··· Übungstext ···

Grundlagen der Chaosmagie
Definition des Chaos
Dinge geschehen außerhalb der Kausalität spontan. Dies wird als Grundstruktur des Universums - Chaos - verstanden. Peter Carroll definiert das Chaos in Liber Null folgendermaßen: “Das "Ding", das für das Entstehen und den weiteren Ablauf der Geschehnisse verantwortlich ist, wird von den Magiern CHAOS genannt. Man könnte es genauso gut "Gott" oder "Tao" nennen, doch der Name CHAOS ist so gut wie bedeutungslos und frei von den kindischen anthropomorphischen Vorstellungen der Religion.” Diese ablehnende Haltung gegenüber Religion und starren Ideologien ist in den Prinzipien der Chaosmagie begründet.

··· Bereitgestellte Daten ···

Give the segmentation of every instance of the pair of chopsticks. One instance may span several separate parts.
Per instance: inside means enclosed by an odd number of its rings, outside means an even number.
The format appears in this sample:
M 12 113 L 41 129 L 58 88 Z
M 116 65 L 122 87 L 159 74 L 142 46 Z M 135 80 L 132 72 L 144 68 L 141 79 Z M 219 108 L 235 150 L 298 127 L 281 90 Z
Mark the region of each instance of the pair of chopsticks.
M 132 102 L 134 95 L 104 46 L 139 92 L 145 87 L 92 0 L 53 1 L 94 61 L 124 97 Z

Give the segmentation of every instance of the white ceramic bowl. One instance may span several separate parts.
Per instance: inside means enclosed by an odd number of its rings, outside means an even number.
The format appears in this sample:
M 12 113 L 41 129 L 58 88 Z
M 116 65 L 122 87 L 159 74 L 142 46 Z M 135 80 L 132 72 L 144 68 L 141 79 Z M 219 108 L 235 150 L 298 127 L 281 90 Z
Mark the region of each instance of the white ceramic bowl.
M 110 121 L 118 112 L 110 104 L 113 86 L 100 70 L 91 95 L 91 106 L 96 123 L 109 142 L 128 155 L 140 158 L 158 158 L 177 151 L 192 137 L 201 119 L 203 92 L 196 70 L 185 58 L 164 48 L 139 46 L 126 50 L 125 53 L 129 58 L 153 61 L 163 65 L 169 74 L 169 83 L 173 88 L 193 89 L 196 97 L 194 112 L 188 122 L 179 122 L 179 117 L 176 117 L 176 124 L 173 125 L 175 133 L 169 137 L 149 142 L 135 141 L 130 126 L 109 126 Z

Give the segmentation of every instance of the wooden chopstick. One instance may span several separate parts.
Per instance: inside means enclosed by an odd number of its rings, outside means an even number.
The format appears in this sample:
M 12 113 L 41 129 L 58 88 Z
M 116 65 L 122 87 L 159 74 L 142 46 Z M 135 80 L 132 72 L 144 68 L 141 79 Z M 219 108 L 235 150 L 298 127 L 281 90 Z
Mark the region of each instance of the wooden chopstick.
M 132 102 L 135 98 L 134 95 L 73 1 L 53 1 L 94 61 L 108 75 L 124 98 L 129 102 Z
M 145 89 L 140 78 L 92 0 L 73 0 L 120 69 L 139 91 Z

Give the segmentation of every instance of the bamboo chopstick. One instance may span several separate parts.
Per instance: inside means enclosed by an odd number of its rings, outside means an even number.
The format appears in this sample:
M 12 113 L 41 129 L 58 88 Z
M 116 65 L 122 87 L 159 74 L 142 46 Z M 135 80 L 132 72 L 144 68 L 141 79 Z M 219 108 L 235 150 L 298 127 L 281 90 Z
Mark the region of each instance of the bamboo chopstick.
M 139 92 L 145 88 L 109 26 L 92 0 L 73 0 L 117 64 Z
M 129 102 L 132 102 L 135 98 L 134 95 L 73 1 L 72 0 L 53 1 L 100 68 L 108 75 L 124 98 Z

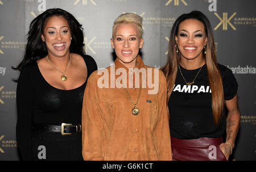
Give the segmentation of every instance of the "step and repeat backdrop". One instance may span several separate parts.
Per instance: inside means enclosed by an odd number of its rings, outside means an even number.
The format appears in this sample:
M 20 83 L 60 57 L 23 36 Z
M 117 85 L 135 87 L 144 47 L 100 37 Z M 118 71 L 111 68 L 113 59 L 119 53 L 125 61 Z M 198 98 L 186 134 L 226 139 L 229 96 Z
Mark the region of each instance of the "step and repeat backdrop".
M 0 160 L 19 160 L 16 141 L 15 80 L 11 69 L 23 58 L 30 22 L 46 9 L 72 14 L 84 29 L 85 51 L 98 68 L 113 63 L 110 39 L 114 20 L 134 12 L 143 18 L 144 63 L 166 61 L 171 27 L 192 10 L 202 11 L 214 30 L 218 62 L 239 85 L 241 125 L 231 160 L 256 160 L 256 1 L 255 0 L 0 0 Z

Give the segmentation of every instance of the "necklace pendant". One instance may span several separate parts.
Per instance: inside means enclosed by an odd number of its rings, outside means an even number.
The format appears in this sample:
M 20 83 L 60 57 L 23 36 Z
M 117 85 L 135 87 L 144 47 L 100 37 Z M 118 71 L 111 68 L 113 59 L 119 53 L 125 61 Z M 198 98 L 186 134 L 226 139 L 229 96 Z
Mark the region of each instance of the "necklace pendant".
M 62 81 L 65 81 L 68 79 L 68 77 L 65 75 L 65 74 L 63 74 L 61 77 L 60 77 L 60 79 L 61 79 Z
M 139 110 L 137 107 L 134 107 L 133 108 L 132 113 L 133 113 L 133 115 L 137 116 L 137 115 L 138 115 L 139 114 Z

···
··· Bereitgestellte Daten ···

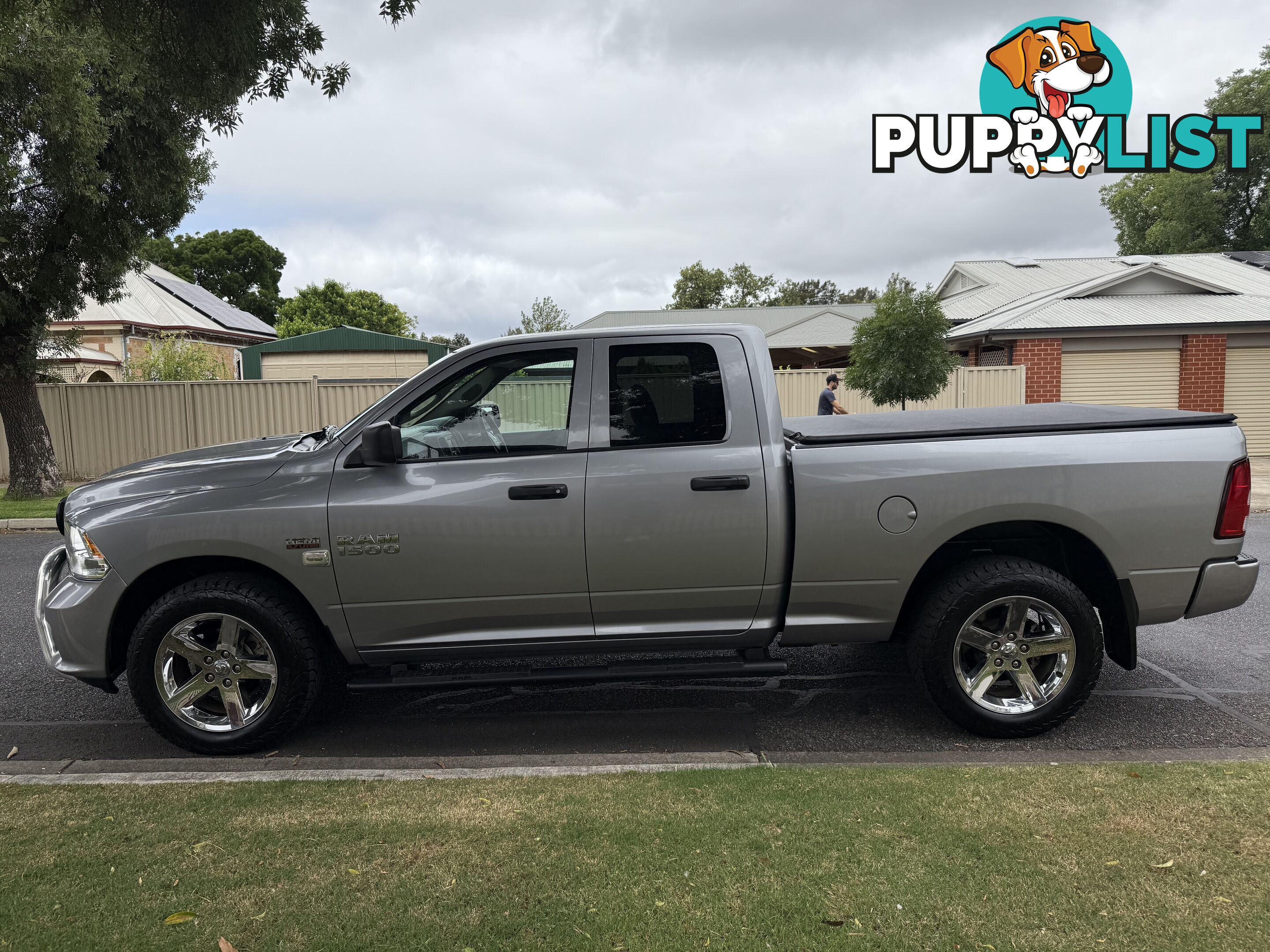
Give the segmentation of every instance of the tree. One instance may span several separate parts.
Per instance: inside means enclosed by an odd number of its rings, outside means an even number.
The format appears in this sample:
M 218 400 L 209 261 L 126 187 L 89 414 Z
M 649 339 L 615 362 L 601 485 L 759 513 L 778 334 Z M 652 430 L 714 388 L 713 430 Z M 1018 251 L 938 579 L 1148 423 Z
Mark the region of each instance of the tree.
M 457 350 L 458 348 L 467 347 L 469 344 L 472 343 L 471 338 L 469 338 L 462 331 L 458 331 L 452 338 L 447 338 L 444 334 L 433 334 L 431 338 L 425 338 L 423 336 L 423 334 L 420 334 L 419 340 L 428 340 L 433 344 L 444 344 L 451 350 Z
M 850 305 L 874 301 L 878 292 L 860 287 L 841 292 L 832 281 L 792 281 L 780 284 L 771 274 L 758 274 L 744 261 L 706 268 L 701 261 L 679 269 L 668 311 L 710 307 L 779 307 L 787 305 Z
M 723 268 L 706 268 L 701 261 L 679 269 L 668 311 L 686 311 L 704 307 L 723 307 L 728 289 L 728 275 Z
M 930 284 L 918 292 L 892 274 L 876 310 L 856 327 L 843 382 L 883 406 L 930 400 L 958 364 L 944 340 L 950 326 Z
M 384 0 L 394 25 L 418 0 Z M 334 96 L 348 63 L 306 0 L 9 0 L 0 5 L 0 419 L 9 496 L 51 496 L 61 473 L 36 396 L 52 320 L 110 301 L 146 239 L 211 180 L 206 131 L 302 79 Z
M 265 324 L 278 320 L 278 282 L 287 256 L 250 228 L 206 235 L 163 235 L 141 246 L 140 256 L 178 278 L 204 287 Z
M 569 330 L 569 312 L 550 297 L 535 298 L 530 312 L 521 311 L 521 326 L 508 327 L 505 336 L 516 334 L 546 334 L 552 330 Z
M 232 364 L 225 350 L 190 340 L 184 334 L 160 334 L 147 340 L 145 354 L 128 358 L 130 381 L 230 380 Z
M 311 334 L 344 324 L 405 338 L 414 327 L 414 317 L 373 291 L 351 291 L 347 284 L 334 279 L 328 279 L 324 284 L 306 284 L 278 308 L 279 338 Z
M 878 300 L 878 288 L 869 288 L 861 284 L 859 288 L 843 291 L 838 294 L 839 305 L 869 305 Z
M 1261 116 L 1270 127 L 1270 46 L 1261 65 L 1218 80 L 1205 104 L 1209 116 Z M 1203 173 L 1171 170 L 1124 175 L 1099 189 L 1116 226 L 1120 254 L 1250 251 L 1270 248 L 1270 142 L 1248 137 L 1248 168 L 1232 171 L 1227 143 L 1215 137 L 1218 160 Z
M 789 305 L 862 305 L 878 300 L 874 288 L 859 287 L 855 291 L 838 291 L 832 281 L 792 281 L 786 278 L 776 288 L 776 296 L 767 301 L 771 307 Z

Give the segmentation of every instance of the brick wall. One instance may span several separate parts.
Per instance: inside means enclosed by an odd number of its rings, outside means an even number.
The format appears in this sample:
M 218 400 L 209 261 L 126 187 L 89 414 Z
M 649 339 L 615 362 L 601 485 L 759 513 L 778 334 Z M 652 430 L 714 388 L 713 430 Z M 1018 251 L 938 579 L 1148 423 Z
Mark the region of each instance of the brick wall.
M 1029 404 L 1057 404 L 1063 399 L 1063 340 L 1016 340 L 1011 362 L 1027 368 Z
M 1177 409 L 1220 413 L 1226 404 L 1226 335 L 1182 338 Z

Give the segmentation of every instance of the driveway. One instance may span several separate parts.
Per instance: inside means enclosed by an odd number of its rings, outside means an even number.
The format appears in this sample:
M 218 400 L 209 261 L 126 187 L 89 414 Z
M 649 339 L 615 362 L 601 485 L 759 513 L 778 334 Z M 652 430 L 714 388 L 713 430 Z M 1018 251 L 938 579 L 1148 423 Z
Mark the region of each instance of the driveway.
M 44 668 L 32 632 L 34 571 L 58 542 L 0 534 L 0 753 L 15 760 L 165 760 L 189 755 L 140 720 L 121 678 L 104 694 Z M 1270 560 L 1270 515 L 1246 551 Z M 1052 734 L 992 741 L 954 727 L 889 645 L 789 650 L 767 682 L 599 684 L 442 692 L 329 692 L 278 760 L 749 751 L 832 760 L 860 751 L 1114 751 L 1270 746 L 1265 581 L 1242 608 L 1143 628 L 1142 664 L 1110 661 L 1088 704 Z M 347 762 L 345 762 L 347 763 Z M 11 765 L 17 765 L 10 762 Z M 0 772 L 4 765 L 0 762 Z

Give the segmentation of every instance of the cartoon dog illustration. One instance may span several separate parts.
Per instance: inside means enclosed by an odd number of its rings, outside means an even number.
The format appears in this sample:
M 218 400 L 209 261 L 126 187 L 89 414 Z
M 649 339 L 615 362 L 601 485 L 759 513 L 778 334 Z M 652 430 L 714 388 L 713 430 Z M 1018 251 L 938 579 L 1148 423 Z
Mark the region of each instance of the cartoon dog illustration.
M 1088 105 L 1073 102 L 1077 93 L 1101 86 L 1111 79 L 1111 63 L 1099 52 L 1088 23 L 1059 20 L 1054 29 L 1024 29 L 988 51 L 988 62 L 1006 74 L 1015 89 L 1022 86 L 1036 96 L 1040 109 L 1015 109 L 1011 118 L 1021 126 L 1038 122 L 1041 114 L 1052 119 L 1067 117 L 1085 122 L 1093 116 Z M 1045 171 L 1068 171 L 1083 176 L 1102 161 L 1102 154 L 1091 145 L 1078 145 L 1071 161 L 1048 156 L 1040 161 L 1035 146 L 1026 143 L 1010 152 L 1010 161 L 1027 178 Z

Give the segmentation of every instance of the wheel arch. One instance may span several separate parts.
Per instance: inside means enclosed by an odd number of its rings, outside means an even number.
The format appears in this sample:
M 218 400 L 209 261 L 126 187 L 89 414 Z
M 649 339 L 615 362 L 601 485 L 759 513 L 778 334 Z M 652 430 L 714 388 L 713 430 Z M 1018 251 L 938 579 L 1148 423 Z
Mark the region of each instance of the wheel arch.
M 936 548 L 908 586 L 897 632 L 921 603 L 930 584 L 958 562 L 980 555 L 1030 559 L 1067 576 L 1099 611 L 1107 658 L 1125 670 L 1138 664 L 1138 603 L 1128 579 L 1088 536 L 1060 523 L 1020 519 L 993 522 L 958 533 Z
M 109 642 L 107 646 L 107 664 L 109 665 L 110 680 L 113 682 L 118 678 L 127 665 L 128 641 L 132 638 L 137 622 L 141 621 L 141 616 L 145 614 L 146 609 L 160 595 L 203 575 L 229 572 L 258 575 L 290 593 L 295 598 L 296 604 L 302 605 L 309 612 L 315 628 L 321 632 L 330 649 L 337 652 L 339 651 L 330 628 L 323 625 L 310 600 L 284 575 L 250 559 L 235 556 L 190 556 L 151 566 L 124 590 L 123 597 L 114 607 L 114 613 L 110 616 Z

···
··· Bereitgestellte Daten ···

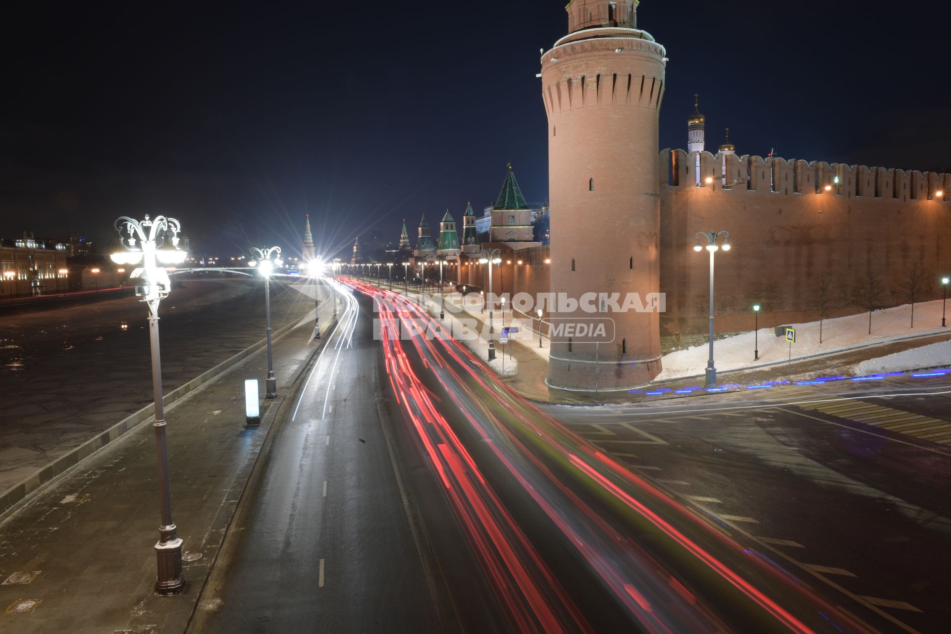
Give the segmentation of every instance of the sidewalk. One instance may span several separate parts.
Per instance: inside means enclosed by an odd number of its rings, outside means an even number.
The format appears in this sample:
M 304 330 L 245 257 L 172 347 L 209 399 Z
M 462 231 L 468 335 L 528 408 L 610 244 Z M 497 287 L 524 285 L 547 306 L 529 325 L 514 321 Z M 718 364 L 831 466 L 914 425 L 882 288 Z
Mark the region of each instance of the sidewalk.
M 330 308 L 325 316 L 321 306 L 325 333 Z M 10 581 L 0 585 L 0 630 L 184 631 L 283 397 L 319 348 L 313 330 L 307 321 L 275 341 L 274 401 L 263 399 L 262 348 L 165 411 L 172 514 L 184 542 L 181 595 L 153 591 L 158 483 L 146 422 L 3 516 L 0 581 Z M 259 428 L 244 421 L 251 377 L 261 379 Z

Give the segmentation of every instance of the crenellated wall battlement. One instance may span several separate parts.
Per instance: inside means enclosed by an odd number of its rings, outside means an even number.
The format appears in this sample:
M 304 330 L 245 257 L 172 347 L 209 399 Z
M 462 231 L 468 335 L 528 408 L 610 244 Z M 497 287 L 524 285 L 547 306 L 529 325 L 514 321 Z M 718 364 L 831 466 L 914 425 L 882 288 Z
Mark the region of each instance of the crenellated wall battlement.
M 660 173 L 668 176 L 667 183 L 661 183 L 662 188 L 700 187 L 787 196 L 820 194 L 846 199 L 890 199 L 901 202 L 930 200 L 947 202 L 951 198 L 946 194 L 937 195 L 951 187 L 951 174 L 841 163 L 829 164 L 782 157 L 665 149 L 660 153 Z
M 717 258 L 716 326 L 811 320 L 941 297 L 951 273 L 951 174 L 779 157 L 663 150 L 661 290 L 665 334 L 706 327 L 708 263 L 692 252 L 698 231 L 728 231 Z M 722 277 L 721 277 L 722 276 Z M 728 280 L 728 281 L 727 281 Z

···

Aufgabe =
Schreiben Sie den Übungstext über die Grundlagen der Chaosmagie vollständig und Zeichen für Zeichen ab.

Ausgabe =
Grundlagen der Chaosmagie
Definition des Chaos
Dinge geschehen außerhalb der Kausalität spontan. Dies wird als Grundstruktur des Universums - Chaos - verstanden. Peter Carroll definiert das Chaos in Liber Null folgendermaßen: “Das "Ding", das für das Entstehen und den weiteren Ablauf der Geschehnisse verantwortlich ist, wird von den Magiern CHAOS genannt. Man könnte es genauso gut "Gott" oder "Tao" nennen, doch der Name CHAOS ist so gut wie bedeutungslos und frei von den kindischen anthropomorphischen Vorstellungen der Religion.” Diese ablehnende Haltung gegenüber Religion und starren Ideologien ist in den Prinzipien der Chaosmagie begründet.